= Excerpted passage =
━━━
Where does the search for knowledge lead
when the scholars we follow are hollow?
WHEN Sanatana Gosvami left his government post and came to Caitanya Mahaprabhu for the first time, he asked the Lord, 'What is education?' Although Sanatana Gosvami knew a number of languages, including Sanskrit, he still inquired about real education.
"'The general populace calls me highly educated,' Sanatana Gosvami told the Lord, 'and I am such a fool that I actually believe them.'
"The Lord replied, 'Why should you not think you're well educated? You're a great scholar in Sanskrit and Persian.'
"'That may be," Sanatana Gosvami said, 'but I know neither where I've come from nor where I'm going. People are calling me educated, and when they call me a great scholar. I am satisfied, but in truth I am such a great fool that I know not what I am.'
"Sanatana Gosvami was actually speaking for all of us, for this is our present situation. We may be proud of our academic education, but if asked what we are, we are not able to say." (RV, p.8).
In recounting this incident, Srila Prabhupada makes clear the defect he saw in modern education: it values mundane knowledge but offers hardly a clue to one's real identity.
━━━
= What to do =
- a) Write out the part of the Sanatana Gosvami passage that runs between "Where does the" and "about real education.", inclusive.
- b) Extend the Sanatana Gosvami passage by writing the part that comes after its last sentence.
The data that follows was drawn from a separate source.

= Dataset excerpt =
━━━
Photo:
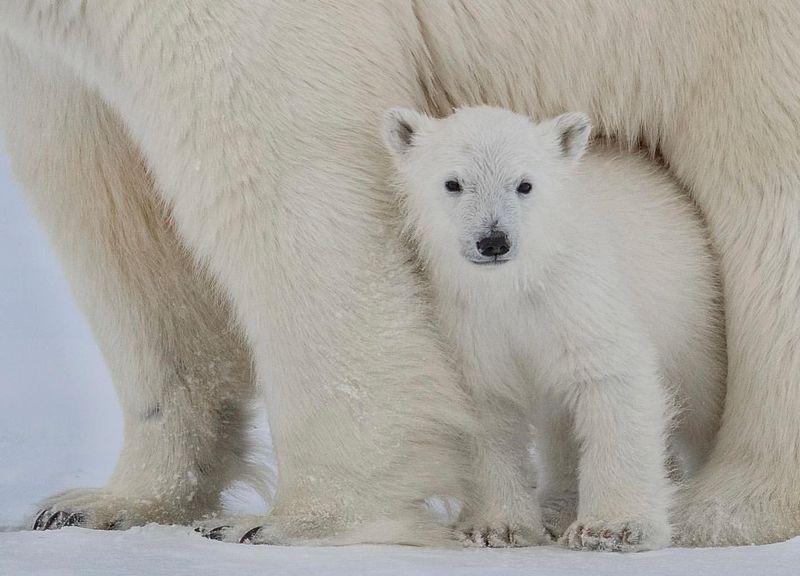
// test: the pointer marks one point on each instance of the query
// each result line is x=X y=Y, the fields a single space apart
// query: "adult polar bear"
x=255 y=121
━━━
= The answers =
- a)
Where does the search for knowledge lead
when the scholars we follow are hollow?
WHEN Sanatana Gosvami left his government post and came to Caitanya Mahaprabhu for the first time, he asked the Lord, 'What is education?' Although Sanatana Gosvami knew a number of languages, including Sanskrit, he still inquired about real education.

- b)
"Everyone is under the conception that this body is the self, but we learn from Vedic sources that this is not so. Only after realizing that we are not these bodies can we enter into real knowledge and understand what we actually are. This, then, is the beginning of knowledge." (RV, p.8)
Srila Prabhupada further explains, "Above the senses is the mind, and above the mind is the intelligence, and above the intelligence is the soul. Thus the aim of real education should be self-realization, realization of the spiritual values of the soul. Any education that does not lead to such realization must be considered avidya, or nescience." (SI, p.9)
But today nescience prevails.
"Especially in the present age, every man is in darkness, in the bodily conception of life, not knowing anything of the spirit soul and its needs. Misguided by the blind leaders of society, people consider the body to be everything, and they are engaged in trying to keep the body materially comfortable. Such a civilization is condemned because it does not lead humanity toward knowing the real goal of life." (SB 7.6.4)
A Doggish Mentality
"If one does not ask, 'Who am I? What is the goal of my life?' but instead follows the same animal propensities as cats and dogs, what is the use of his education?
"As cats, dogs, and other animals, not knowing their true interest in life, become increasingly involved in ignorance, the so-called educated person who does not know his own self-interest or the true goal of life becomes increasingly involved in materialism." (SB 7.6.16)
"We see materialistic persons busily engaged in economic development all day and all night, trying to increase their material opulence, but even if we suppose that they get some benefit from such endeavors, that does not solve the real problem of their lives. Nor do they know what the real problem of life is." (SB 7.6.4)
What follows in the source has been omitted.